━━━━━ AVAILABLE DATA

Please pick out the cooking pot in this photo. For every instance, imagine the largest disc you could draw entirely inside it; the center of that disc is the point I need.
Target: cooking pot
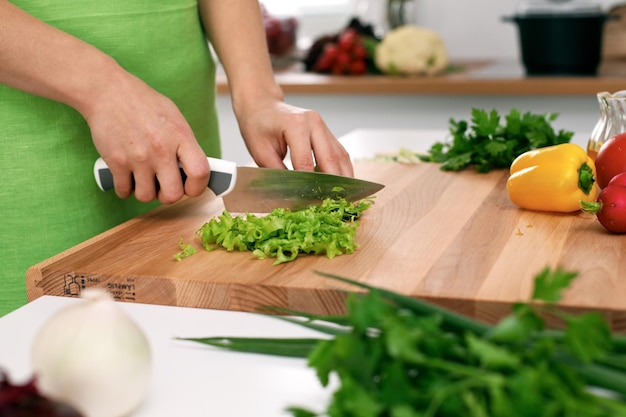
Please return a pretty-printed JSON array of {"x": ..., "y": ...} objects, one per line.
[{"x": 560, "y": 37}]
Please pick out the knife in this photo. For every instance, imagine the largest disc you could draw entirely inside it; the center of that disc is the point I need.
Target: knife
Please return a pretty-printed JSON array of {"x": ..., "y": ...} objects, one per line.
[{"x": 261, "y": 190}]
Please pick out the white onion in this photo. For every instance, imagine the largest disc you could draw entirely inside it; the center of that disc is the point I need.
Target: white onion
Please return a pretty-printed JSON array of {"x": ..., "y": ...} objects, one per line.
[{"x": 94, "y": 357}]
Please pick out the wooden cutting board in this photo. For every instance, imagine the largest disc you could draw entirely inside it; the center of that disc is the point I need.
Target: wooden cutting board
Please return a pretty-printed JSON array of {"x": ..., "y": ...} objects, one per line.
[{"x": 452, "y": 238}]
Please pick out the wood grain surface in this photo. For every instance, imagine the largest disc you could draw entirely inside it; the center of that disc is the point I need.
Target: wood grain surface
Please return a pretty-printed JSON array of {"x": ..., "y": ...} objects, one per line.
[{"x": 452, "y": 238}]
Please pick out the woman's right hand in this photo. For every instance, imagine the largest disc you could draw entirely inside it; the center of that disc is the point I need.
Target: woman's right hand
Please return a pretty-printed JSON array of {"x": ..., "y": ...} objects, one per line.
[
  {"x": 142, "y": 136},
  {"x": 139, "y": 132}
]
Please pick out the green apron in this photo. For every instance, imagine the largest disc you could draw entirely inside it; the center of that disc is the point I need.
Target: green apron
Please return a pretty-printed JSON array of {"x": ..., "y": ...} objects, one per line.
[{"x": 49, "y": 200}]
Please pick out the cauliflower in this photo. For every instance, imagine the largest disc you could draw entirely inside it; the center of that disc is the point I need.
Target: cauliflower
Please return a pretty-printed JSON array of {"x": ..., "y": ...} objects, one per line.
[{"x": 411, "y": 50}]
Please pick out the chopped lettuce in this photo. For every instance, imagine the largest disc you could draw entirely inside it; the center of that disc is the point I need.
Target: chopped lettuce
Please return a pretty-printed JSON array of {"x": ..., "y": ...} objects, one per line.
[{"x": 283, "y": 234}]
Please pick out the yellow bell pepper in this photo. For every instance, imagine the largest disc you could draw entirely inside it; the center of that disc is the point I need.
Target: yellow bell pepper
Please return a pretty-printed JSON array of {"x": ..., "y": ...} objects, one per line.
[{"x": 554, "y": 178}]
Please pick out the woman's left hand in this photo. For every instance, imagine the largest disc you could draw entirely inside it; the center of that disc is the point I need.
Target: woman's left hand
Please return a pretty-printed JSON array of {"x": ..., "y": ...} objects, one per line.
[{"x": 272, "y": 127}]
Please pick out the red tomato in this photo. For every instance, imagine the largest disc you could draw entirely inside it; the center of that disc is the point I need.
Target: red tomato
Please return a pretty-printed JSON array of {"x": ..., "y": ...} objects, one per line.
[
  {"x": 612, "y": 199},
  {"x": 611, "y": 159}
]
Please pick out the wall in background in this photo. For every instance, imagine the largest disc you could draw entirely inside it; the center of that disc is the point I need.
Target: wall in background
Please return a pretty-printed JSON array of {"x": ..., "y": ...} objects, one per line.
[{"x": 472, "y": 30}]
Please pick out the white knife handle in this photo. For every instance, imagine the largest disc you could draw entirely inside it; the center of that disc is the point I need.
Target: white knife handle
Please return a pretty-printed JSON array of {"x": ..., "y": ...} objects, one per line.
[{"x": 222, "y": 180}]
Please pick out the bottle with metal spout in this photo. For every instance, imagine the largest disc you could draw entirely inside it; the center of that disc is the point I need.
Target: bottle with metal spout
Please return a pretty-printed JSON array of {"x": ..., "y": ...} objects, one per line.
[{"x": 611, "y": 122}]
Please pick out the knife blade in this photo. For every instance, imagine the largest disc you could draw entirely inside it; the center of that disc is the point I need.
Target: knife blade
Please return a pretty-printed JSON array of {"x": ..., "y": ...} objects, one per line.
[{"x": 261, "y": 190}]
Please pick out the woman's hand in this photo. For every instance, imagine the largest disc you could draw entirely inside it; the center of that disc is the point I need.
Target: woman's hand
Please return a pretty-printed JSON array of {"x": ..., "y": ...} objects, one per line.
[
  {"x": 142, "y": 136},
  {"x": 138, "y": 132},
  {"x": 269, "y": 126},
  {"x": 272, "y": 127}
]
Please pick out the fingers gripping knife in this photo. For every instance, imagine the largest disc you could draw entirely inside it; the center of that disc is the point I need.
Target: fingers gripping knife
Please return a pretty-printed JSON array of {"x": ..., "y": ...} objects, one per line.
[{"x": 260, "y": 190}]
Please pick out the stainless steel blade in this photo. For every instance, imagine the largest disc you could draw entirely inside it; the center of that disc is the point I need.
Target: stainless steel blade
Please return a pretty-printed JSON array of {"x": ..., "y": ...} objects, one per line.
[{"x": 261, "y": 190}]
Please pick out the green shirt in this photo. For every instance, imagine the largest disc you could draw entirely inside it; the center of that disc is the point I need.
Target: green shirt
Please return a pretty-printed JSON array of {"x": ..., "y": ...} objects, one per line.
[{"x": 49, "y": 200}]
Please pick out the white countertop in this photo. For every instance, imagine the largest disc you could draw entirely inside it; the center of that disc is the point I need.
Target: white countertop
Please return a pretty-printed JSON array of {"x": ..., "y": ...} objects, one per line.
[{"x": 190, "y": 379}]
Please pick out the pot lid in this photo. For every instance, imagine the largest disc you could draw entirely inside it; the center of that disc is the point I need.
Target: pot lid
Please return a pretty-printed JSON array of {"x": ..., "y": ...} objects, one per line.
[{"x": 562, "y": 7}]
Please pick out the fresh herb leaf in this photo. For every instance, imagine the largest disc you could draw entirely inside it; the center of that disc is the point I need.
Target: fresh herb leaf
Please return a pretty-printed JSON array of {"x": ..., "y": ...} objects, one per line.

━━━━━━━━━━

Without including any picture, retype the entries exactly.

Please pick out the cooking pot in this photo. For every instance, imagine the largest disc you could draw entirely inside it; the center of that disc is the point I need.
Target: cooking pot
Please return a pretty-printed JSON array of {"x": ..., "y": ...} objects, one per line.
[{"x": 560, "y": 37}]
Please pick out the knife in this photo. For every instance, imagine the largest disc you could draw entirely inside it; the center of that disc is the point I need.
Target: knife
Please return a pretty-printed JSON array of {"x": ..., "y": ...} objects, one per line.
[{"x": 261, "y": 190}]
Please pick out the white onion in this photo. For every instance, imagine the largest disc you could draw entirely inside it; the center of that disc is the point I need.
Target: white onion
Please return a pretty-printed JSON array of {"x": ..., "y": ...} objects, one per line.
[{"x": 94, "y": 357}]
Please pick out the wooden cutting board in this photo. For every instance, imagine the largest disc you could draw entirely inside it; the center of that disc is the point I need.
Target: wooden cutting board
Please return a pretty-printed JSON array of {"x": ..., "y": ...} objects, one per line.
[{"x": 452, "y": 238}]
Please pick out the wood grain surface in this photo. For every instance, imagine the largest disc you could draw entirely inside it; the center of that disc is the point I need.
Target: wood grain surface
Please return a pretty-printed JSON array of {"x": ..., "y": ...} objects, one per line.
[{"x": 452, "y": 238}]
Please pick out the woman's right hand in this photo. For every instance, imagine the largest disc you could draw entirely inside it; the center of that disc is the point I need.
Target: woman's right hand
Please return a pretty-printed JSON array of {"x": ..., "y": ...} objects, one per line.
[
  {"x": 142, "y": 136},
  {"x": 139, "y": 132}
]
Please pick out the green apron in this photo. For every instance, imagine the largest disc you could draw entirely inside it; the center of that disc is the point I need.
Target: green apron
Please return a pretty-printed JSON array of {"x": ..., "y": ...} objects, one per line.
[{"x": 49, "y": 200}]
Please pick out the cauliflower in this photo. For every instance, imagine the largest disc you could draw entirely inside it; the center of that disc is the point I need.
Target: cauliflower
Please return a pretty-printed JSON array of {"x": ..., "y": ...} objects, one per line.
[{"x": 411, "y": 50}]
Please pick out the chopped lettuce in this photo. For every instance, imagine the largest disc you could draw entirely inside it; the center of that disc is the point I need.
Target: chopped lettuce
Please return a pretty-printed JSON array of {"x": ..., "y": ...} objects, one per line.
[{"x": 283, "y": 234}]
Please pick out the yellow bell pepper in this photo. For every instance, imagine the largest disc you could draw entirely inside it; the center of that disc is the point I need.
Target: yellow bell pepper
Please return a pretty-printed JSON array of {"x": ..., "y": ...} objects, one per line.
[{"x": 554, "y": 178}]
Please pick out the woman's left hand in this photo. For every instance, imagine the largest disc you could draw entirely inside it; the center of that disc is the point I need.
Target: woman's left hand
Please return a pretty-printed JSON array of {"x": ..., "y": ...} objects, one per line.
[{"x": 272, "y": 127}]
Please pick out the red tomato in this photo. For every instance, imagine the largest disc you could draw entirely inside it; the center of that disc is the point I need.
Target: red tomato
Please return a pretty-printed JSON array of {"x": ..., "y": ...} objects, one per line.
[
  {"x": 612, "y": 199},
  {"x": 611, "y": 159}
]
Please pick out the wall in background in this photo. For every instance, imagine the largest disc you could draw entirely inside it; the center of that disc is the point I need.
Target: wall in background
Please return a pretty-printed JSON array of {"x": ..., "y": ...} objects, one per line.
[{"x": 472, "y": 30}]
Please pick out the white knife handle in this photo. For every instance, imagine the largest disc you could draw entirely inside it; the center of that disc is the point I need.
Target: white knife handle
Please return a pretty-printed JSON array of {"x": ..., "y": ...} objects, one per line.
[{"x": 222, "y": 180}]
Please pick out the bottle with metal spout in this photo. For every instance, imagine the largest disc you could draw entirely inside it; the center of that disc is the point I need.
Target: bottle with metal spout
Please return a pretty-printed JSON array of {"x": ..., "y": ...} objects, one per line.
[{"x": 611, "y": 122}]
Please pick out the knife blade in this photo. For every instance, imagine the largest disc you could draw entirely inside it; the center of that disc is the point I need.
Target: knife blade
Please return a pretty-printed JSON array of {"x": ..., "y": ...} objects, one per line.
[{"x": 261, "y": 190}]
Please pick out the woman's hand in this photo. For every instance, imagine the largest disc you could draw entirely inside it; the center of that disc is the point I need.
Target: woman's hand
Please return a pretty-printed JSON array of {"x": ..., "y": ...} objects, one per line.
[
  {"x": 142, "y": 136},
  {"x": 138, "y": 132},
  {"x": 269, "y": 126},
  {"x": 272, "y": 127}
]
Please pick out the fingers gripping knife in this photo. For every instance, imagine the largest disc you could draw entirely inside it; the center of that disc is the point I need.
Target: fingers gripping knife
Please return a pretty-printed JSON array of {"x": ..., "y": ...} objects, one per line.
[{"x": 260, "y": 190}]
Please pick out the stainless steel blade in this photo. For every instance, imagine the largest disc you could draw entirely inside it; the center of that disc is the point I need.
Target: stainless steel blade
Please return a pretty-printed JSON array of {"x": ..., "y": ...} objects, one per line.
[{"x": 261, "y": 190}]
Please pick out the green shirt in this photo. For every instance, imagine the largest disc you could draw entirely inside it; the center of that disc is the point I need.
Target: green shirt
Please return a pretty-printed JSON array of {"x": ..., "y": ...} objects, one per line.
[{"x": 49, "y": 200}]
Please pick out the white countertop in this photo. For every instance, imagine the largest disc you could draw entirely inside it; the center of that disc is the point I need.
Target: white countertop
Please return a pretty-printed JSON array of {"x": ..., "y": ...} objects, one per line.
[{"x": 190, "y": 379}]
Please pick out the pot lid in this photo. For every instance, imagine the largest disc you could draw entirely inside it; the center of that disc is the point I need.
Target: pot lid
Please return a pretty-printed JSON array of {"x": ..., "y": ...} objects, one per line.
[{"x": 562, "y": 7}]
Please pick out the fresh herb leaf in this photo. For every instance, imagine the largest disc you could draw entirely inside it; the center of that disc is the point I need.
Target: fresh herb leaf
Please return a pretty-printed JSON array of {"x": ..., "y": ...} objects, one per line.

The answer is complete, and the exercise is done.